Aim: Update the items from the start through the line with "point(802, 726)", putting "green pea" in place of "baked bean" and changing nothing else.

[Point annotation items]
╭──

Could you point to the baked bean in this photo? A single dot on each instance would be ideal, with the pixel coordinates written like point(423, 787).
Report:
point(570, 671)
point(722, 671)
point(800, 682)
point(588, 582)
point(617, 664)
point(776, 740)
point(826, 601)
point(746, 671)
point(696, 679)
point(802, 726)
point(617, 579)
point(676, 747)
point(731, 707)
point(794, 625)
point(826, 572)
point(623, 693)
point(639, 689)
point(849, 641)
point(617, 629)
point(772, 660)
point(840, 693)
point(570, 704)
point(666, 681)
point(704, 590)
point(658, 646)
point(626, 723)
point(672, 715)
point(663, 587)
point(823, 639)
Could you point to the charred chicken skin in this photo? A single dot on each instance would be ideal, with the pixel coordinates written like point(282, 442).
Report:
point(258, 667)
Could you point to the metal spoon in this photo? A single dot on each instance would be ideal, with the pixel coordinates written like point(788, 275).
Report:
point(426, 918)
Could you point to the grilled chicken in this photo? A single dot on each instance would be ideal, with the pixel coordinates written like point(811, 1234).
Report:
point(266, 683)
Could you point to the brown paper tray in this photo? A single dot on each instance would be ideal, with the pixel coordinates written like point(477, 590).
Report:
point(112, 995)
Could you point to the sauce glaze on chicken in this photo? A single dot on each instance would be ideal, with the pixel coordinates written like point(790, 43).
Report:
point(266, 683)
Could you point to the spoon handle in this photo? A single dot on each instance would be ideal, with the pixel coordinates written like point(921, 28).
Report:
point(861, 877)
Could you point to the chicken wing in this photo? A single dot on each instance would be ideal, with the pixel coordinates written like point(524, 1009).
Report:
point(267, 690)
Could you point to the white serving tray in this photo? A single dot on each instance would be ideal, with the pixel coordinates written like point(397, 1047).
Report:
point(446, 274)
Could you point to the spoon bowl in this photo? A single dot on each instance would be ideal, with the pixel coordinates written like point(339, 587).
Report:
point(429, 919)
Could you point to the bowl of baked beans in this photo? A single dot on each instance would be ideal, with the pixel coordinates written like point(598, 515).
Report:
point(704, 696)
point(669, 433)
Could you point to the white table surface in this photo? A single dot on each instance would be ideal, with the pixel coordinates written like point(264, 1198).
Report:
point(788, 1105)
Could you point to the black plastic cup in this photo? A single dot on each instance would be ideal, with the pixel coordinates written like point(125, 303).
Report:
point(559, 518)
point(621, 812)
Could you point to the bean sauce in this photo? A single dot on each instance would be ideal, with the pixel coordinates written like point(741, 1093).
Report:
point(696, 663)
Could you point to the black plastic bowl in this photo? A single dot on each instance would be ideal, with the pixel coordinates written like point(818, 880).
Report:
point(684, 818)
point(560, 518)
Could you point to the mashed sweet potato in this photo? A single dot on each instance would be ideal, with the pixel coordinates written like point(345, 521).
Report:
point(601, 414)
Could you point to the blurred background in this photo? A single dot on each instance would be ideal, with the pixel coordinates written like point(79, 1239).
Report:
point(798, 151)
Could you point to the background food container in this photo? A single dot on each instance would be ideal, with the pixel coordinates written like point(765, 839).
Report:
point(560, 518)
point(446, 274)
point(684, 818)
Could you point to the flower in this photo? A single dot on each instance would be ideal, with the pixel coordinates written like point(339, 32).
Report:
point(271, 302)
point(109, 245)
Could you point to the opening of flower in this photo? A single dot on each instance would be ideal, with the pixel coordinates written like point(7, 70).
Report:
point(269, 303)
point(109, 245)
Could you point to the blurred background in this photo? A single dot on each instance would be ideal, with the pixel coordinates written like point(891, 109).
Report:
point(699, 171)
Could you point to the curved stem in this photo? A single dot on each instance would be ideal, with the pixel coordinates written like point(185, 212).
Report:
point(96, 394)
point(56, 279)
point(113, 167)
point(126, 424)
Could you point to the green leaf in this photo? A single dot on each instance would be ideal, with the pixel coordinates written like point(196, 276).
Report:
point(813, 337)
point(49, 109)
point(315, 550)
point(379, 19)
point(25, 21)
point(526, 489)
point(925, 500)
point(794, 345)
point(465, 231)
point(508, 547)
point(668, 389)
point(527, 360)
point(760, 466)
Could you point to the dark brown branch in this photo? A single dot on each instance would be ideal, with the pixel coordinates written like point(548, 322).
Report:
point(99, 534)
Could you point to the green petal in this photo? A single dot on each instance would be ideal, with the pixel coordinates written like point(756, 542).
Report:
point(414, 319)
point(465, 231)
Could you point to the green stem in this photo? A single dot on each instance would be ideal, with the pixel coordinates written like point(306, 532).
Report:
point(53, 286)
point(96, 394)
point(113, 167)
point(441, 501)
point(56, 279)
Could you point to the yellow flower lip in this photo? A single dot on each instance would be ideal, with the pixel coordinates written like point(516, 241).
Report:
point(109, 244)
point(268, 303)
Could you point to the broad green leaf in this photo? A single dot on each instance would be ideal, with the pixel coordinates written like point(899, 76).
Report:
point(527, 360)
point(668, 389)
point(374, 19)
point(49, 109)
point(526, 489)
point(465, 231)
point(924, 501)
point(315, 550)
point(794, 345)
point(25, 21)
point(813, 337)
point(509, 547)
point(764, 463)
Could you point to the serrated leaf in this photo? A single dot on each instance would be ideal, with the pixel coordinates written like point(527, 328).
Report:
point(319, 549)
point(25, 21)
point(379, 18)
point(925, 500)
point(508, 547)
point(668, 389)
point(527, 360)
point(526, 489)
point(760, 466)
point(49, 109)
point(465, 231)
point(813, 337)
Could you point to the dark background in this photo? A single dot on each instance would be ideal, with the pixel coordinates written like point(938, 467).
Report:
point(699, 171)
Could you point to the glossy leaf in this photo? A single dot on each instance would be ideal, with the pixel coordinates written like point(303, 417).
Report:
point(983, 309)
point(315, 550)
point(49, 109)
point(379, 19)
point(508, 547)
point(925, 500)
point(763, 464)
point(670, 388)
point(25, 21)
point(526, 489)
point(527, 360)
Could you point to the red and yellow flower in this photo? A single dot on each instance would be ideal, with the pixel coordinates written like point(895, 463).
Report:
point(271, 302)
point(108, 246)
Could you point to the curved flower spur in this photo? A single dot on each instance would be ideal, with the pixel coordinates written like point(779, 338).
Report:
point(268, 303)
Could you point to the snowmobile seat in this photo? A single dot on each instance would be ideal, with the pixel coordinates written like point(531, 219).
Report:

╰──

Output:
Could you point to the green pea in this photo? A single dot on each instance would be ideal, with the pixel coordinates written like point(423, 787).
Report:
point(570, 671)
point(722, 671)
point(800, 682)
point(588, 582)
point(617, 664)
point(776, 740)
point(826, 601)
point(746, 671)
point(696, 679)
point(802, 726)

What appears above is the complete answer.